Exercise: Can you reproduce the report on the Macharla murder trial between "Dr. Pallavi Macharla, 44, of" and "would not survive.", inclusive, changing "the defendant" to "the accused"?

Quoted passage:
◇ ◇ ◇ ◇ ◇

A jury has begun deliberations in the murder trial of a Massachusetts doctor accused of killing a 6-month-old infant in her care.
Dr. Pallavi Macharla, 44, of Burlington, is charged with the March 27, 2014, death of Ridhima Dhekane, who died in Macharla's apartment while the defendant was babysitting her.
On Friday in Middlesex Superior Court, the judge in the case told the jury they have four possible verdicts to consider: not guilty, guilty of 1st degree murder, guilty of 2nd degree murder, or guilty of involuntary manslaughter.
"We know that Ridhima was subject to violent force when she was alone with the defendant," Middlesex County Assistant District Attorney Katharine Folger said. "We know that that force was enough to cause bleeding in her brain."
Before the jury was given their instructions, Folger stated in her closing arguments that Macharla knew she inflicted injuries Dhekane would not survive.
"She was not concerned about Ridhima, it was all about her... not the life of the little baby she was entrusted to protect," said Folger.

◇ ◇ ◇ ◇ ◇

Stored data
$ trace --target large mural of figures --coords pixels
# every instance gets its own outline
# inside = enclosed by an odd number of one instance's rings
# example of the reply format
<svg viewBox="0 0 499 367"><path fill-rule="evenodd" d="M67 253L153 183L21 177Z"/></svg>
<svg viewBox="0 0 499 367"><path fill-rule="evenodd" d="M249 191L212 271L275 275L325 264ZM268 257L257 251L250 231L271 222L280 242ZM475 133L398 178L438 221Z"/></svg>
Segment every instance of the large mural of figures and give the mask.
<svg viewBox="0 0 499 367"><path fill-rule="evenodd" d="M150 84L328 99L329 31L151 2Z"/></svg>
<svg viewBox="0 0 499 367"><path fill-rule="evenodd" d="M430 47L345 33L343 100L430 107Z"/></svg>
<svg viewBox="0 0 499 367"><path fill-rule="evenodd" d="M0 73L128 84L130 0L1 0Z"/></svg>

◇ ◇ ◇ ◇ ◇

Response to the task:
Dr. Pallavi Macharla, 44, of Burlington, is charged with the March 27, 2014, death of Ridhima Dhekane, who died in Macharla's apartment while the accused was babysitting her.
On Friday in Middlesex Superior Court, the judge in the case told the jury they have four possible verdicts to consider: not guilty, guilty of 1st degree murder, guilty of 2nd degree murder, or guilty of involuntary manslaughter.
"We know that Ridhima was subject to violent force when she was alone with the accused," Middlesex County Assistant District Attorney Katharine Folger said. "We know that that force was enough to cause bleeding in her brain."
Before the jury was given their instructions, Folger stated in her closing arguments that Macharla knew she inflicted injuries Dhekane would not survive.